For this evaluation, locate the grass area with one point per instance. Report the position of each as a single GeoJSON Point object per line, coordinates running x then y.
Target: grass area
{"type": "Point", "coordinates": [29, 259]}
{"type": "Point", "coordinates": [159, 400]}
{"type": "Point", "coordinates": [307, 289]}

++++++++

Aim: Copy every line of the records above word for word, in the same order.

Written reply:
For this evaluation, locate the grass area with one point per instance. Report the position of each as a single GeoJSON Point object per line, coordinates running x then y.
Target: grass area
{"type": "Point", "coordinates": [29, 259]}
{"type": "Point", "coordinates": [159, 400]}
{"type": "Point", "coordinates": [307, 289]}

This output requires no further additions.